*Reading text*:

I tried using this algorithm too but didn't get full accuracy results:
z= divisor
r_temp = divisor*q
r = dividend - r_temp
result_temp = r*z
q + result_temp

One practical way of correctly rounding the result of iterative division is to produce a preliminary quotient to within one ulp of the mathematical result, then use the exactly-computed residual to compute the final result.
The tool of choice for the exact computation of residuals is the fused-multiply add (FMA) operation. Much of the foundational work of this approach (both in terms of the mathematics and of practical implementations) is due to Peter Markstein and was later refined by other researchers. Markstein's results are nicely summarized in his book:
Peter Markstein, IA-64 and Elementary Functions: Speed and Precision. Prentice-Hall 2000.
A straightforward approach to correctly-rounded division using Markstein's approach is to first compute a correctly-rounded reciprocal, then compute the correctly-rounded quotient by multiplying it with the
dividend, followed by the final residual-based rounding step.
The residual can be used to compute the final rounded result directly, as is shown for the quotient rounding in the code below (I noticed that this code sequence resulted in an incorrectly rounded result in one out of 1011 divisions, and replaced it with another instance of the comparison-and-select idiom) which is the technique used by Markstein. Alternatively it may be used as part of a two-sided comparison-and-select process somewhat akin to Tuckerman rounding, which is shown for the reciprocal rounding in the code below.

*Given data*:

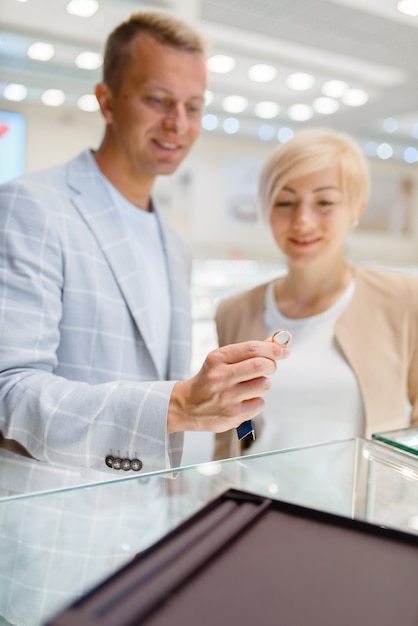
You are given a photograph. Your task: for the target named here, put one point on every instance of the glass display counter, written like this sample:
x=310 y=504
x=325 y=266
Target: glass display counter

*Your goal*:
Repeat the passage on rounding division, starting at the words "I tried using" and stopping after "Precision. Prentice-Hall 2000.", with "Peter Markstein" swapped for "P. Markstein".

*Result*:
I tried using this algorithm too but didn't get full accuracy results:
z= divisor
r_temp = divisor*q
r = dividend - r_temp
result_temp = r*z
q + result_temp

One practical way of correctly rounding the result of iterative division is to produce a preliminary quotient to within one ulp of the mathematical result, then use the exactly-computed residual to compute the final result.
The tool of choice for the exact computation of residuals is the fused-multiply add (FMA) operation. Much of the foundational work of this approach (both in terms of the mathematics and of practical implementations) is due to P. Markstein and was later refined by other researchers. Markstein's results are nicely summarized in his book:
P. Markstein, IA-64 and Elementary Functions: Speed and Precision. Prentice-Hall 2000.